(Natural language region descriptions)
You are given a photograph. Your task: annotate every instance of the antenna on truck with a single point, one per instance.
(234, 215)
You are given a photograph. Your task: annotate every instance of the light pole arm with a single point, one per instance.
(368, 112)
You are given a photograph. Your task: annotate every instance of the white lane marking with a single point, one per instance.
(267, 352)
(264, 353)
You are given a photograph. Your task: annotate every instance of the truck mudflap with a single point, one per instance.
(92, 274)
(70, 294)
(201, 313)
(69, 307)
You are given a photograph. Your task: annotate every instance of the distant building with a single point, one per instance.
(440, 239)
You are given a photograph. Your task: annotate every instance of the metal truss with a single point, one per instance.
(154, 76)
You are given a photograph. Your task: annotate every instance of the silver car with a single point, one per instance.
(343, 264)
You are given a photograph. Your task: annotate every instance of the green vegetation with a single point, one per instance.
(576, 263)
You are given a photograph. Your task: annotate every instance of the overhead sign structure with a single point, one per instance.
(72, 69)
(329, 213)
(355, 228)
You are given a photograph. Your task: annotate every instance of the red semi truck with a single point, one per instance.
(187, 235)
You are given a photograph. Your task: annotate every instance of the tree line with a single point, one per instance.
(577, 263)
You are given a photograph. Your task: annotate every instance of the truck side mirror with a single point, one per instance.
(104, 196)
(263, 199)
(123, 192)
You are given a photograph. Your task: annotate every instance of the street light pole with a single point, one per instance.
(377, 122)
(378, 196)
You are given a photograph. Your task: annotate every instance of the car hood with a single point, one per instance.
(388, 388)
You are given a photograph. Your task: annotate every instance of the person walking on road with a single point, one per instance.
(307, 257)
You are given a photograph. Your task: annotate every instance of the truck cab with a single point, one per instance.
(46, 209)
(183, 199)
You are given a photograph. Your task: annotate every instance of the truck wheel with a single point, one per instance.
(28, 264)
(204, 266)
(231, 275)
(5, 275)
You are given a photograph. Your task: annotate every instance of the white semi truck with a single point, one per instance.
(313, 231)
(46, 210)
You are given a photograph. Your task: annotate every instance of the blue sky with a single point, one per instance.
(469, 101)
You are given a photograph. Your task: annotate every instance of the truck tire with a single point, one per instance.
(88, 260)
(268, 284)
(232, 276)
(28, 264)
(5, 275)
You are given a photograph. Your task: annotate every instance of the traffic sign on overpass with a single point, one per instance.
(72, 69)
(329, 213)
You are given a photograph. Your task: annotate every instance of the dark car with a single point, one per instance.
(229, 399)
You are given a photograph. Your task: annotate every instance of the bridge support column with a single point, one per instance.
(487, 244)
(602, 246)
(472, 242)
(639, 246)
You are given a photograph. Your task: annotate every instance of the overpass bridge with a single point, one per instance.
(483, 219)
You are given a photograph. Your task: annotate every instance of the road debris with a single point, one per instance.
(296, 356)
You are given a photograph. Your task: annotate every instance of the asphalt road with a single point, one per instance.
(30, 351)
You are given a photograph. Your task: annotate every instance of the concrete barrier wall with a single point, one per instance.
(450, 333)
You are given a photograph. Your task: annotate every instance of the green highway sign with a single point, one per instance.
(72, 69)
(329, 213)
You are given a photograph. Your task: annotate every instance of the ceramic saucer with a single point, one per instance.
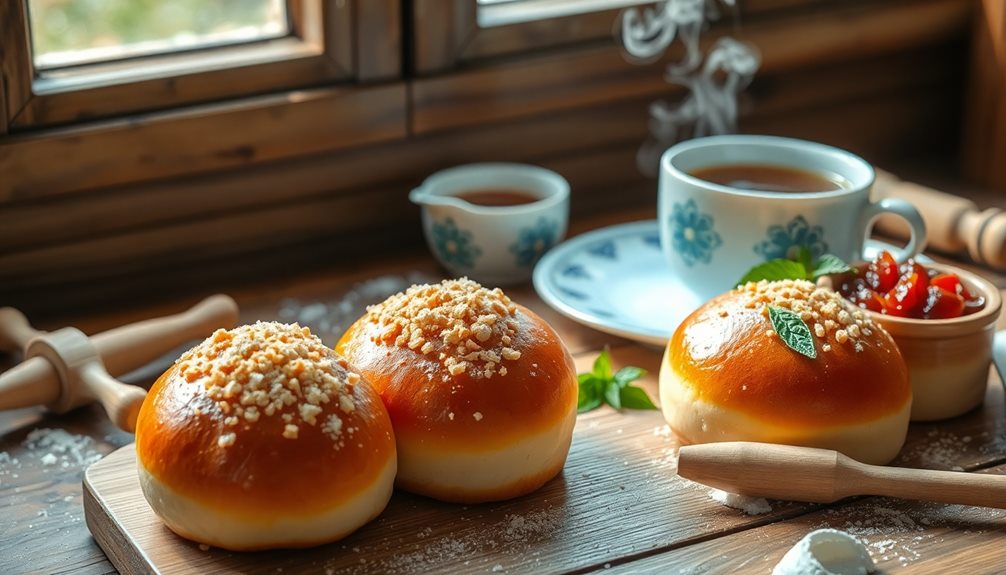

**Instructions for the task**
Extract, word for word, every line from the one holding "overpass with a single point, one per instance." through the closing line of the data above. Do not include any pictures.

**Response to the exercise**
You are given a photograph. Your task: annotate every instance of the traffic sign on overpass with a single point, one per instance.
(72, 69)
(329, 213)
You are given a photograph. Your task: annotate every instance of the dark car with a single point, one per instance.
(229, 399)
You are given a photograph. Your task: annotate every instance of the bridge support column with a single point, one per instance.
(487, 244)
(602, 246)
(472, 242)
(639, 246)
You are given a photograph. Your task: annotate every instance of the overpass bridge with a single point, one per instance.
(483, 219)
You are given a photograph. Your task: annotate every instance of the road debris with a single point, one per instance.
(296, 356)
You are given a photograph. Your task: annotate every instance of the asphalt road with a single point, one per instance.
(30, 351)
You are given a photograph. Your task: annotate every instance of the concrete barrier wall with a single point, one per instance.
(450, 333)
You are given a photograph. Your task: annotate every instance of the green highway sign with a single point, one per instance.
(72, 69)
(329, 213)
You are given a photograph. Your task: annotate every instance of the ceramic saucer with a single point, one per instance.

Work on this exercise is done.